**PROBLEMS TO SOLVE**
**A)** Quote every sentence in the editorial on healthcare reform that ends with a question mark.
**B)** Reproduce the stretch of the editorial on healthcare reform from "The natives appear" through "don't like it.".
**C)** Take the editorial on healthcare reform further, starting right after its final sentence.

╭─ EXCERPTED PASSAGE

The BIG Picture: The healthcare reform debate makes you want to yell

John O'Connor, Editorial Director
John O'Connor, Editorial Director
The dog days of summer have a nasty bite this year.

The natives appear to be more than restless. Quite a few are flat-out angry. The healthcare system they've come to know and distrust is about to be changed. And they don't like it.

Look, I'm not saying the Democratic plan to reform the system is perfect. Far from it. And it must be noted that it's not being sold honestly. First we heard that the proposal would pay for itself. Then the Congressional Budget Office countered that the claim was off by about $1 trillion over 10 years. We've also heard the president say that AARP supports the plan. Well, actually, it doesn't.

Perhaps most problematic from the White House has been the repeated assertion that Medicare benefits will not be compromised. This is from the same people claiming that billions and billions of dollars will be painlessly removed from SNF payments over 10 years by finding inefficiencies?

The last time Congress passed a law intended to trim wasteful Medicare spending was in 1997. In the wake of that fiasco, payments for rehab therapy essentially disappeared. In less than five years, more than 1,000 nursing homes were seeking protection from creditors. This begs the question: How can services not be cut if there's no place to get them?

Yet we're being told that the planned savings will all be the result of eliminating inefficient practices? Hmm.

╰─
╭─ MATERIAL SUPPLIED

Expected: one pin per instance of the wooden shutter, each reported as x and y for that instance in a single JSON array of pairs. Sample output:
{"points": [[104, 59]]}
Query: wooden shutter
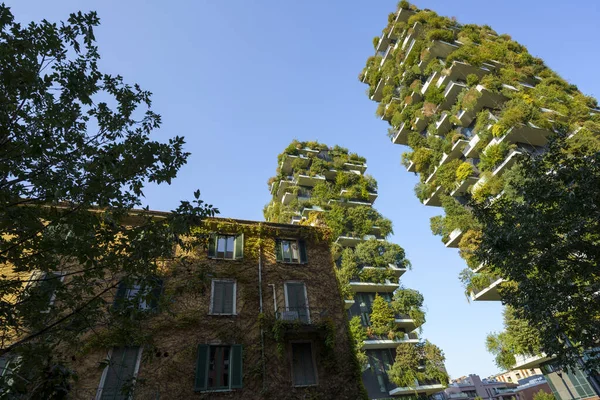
{"points": [[302, 246], [228, 297], [155, 294], [278, 252], [201, 368], [120, 296], [239, 247], [236, 366], [217, 300], [212, 245]]}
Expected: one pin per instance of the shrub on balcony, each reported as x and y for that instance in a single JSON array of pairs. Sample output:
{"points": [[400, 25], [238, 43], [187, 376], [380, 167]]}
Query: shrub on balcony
{"points": [[440, 34], [382, 317], [374, 253], [493, 156], [465, 170], [409, 302]]}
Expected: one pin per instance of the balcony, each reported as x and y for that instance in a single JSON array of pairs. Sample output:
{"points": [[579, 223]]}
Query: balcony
{"points": [[462, 187], [401, 137], [349, 203], [349, 240], [420, 389], [450, 95], [406, 323], [370, 287], [310, 181], [398, 271], [301, 316], [374, 344], [435, 200], [490, 293], [286, 164], [527, 361], [454, 238], [460, 70]]}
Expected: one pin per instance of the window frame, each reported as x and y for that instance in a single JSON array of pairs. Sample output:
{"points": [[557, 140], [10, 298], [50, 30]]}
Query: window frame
{"points": [[301, 249], [287, 306], [313, 359], [136, 369], [212, 296]]}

╰─

**LIST OF ANSWERS**
**A)**
- This is from the same people claiming that billions and billions of dollars will be painlessly removed from SNF payments over 10 years by finding inefficiencies?
- This begs the question: How can services not be cut if there's no place to get them?
- Yet we're being told that the planned savings will all be the result of eliminating inefficient practices?

**B)**
The natives appear to be more than restless. Quite a few are flat-out angry. The healthcare system they've come to know and distrust is about to be changed. And they don't like it.

**C)**
But if the Democrats have blood on their hands, so too do many Republicans. Especially the assorted nut jobs who are not going to let the facts get in the way of a chance to make some political hay. The initial anti-healthcare sentiment could at least be justified on ideological grounds. Many within the GOP legitimately felt that our nation was moving dangerously close to socialized medicine. But now that this argument has failed to produce the desired effect, stronger medicine is being used to rally the hate mongers.

It's pretty frightening to hear a person who was nearly elected vice president of the United States make up outright lies. Yet we recently were treated to a Facebook entry from Sarah Palin promising “death panels” if reform is enacted.

While such twisted rhetoric has a high entertainment value, it tends to mask a deeper problem.

Simply put, our healthcare system is on an unsustainable path. We can take steps now to fix things, or deal later with the inevitable train wreck that's coming our way.